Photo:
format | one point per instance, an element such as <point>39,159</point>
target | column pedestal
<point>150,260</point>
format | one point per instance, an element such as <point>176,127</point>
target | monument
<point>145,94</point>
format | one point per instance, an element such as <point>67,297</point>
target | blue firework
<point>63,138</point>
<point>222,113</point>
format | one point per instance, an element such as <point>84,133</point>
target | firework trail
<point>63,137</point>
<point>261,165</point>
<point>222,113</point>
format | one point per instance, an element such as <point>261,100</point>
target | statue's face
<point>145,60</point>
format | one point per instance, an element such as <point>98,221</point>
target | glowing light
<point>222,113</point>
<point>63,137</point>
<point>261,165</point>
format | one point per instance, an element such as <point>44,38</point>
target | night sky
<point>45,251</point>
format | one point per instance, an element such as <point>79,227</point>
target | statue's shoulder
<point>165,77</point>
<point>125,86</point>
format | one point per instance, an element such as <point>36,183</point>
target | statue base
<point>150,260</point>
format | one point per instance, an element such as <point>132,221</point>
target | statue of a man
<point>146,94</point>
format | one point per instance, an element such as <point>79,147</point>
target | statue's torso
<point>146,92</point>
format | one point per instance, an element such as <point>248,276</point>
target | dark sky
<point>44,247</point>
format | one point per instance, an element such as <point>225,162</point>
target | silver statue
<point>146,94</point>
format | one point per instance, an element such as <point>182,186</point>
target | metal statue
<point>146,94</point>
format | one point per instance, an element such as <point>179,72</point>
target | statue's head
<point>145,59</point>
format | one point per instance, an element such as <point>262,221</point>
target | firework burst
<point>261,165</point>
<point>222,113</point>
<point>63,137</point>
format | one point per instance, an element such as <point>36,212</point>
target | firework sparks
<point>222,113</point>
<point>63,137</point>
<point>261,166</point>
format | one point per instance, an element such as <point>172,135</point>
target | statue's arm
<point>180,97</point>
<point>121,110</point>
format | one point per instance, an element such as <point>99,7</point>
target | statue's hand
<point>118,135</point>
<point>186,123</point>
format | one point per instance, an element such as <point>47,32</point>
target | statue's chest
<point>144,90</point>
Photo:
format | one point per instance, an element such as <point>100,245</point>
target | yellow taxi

■ ■ ■ ■ ■ ■ ■

Required work:
Please reproduce the whole listing above word for word, from its first line to its last.

Written solution:
Photo:
format | one point per instance, an element such as <point>39,159</point>
target | column pedestal
<point>150,260</point>
format | one point per instance, an element such as <point>176,127</point>
target | monument
<point>145,94</point>
format | one point per instance, an element such as <point>67,297</point>
target | blue firework
<point>63,138</point>
<point>222,113</point>
format | one point per instance, an element such as <point>84,133</point>
target | firework trail
<point>63,137</point>
<point>261,165</point>
<point>222,113</point>
format | one point per instance, an element such as <point>261,100</point>
target | statue's face
<point>145,60</point>
format | one point per instance, an element such as <point>98,221</point>
target | glowing light
<point>222,113</point>
<point>63,137</point>
<point>261,165</point>
format | one point per instance, an element such as <point>44,38</point>
target | night sky
<point>45,251</point>
format | one point per instance, an element such as <point>79,227</point>
target | statue's shoulder
<point>165,77</point>
<point>125,86</point>
format | one point per instance, an element such as <point>36,183</point>
target | statue base
<point>150,260</point>
format | one point per instance, an element such as <point>132,221</point>
target | statue of a man
<point>146,94</point>
format | one point per instance, an element such as <point>79,147</point>
target | statue's torso
<point>146,92</point>
format | one point per instance, an element such as <point>248,276</point>
target | dark sky
<point>44,247</point>
format | one point per instance, an element such as <point>225,162</point>
target | silver statue
<point>146,94</point>
format | one point per instance, an element such as <point>182,186</point>
target | metal statue
<point>146,94</point>
format | one point per instance, an element such as <point>179,72</point>
target | statue's head
<point>145,59</point>
format | one point per instance, an element such as <point>262,221</point>
target | firework burst
<point>261,165</point>
<point>222,113</point>
<point>63,137</point>
format | one point per instance, an element such as <point>36,212</point>
target | firework sparks
<point>222,113</point>
<point>63,137</point>
<point>261,166</point>
format | one point per instance, an element such as <point>172,135</point>
target | statue's arm
<point>180,97</point>
<point>121,110</point>
format | one point per instance, an element such as <point>99,7</point>
target | statue's hand
<point>118,135</point>
<point>186,123</point>
format | one point per instance, an element such as <point>47,32</point>
target | statue's chest
<point>144,90</point>
Photo:
format | one point per instance, an element such as <point>100,245</point>
target | yellow taxi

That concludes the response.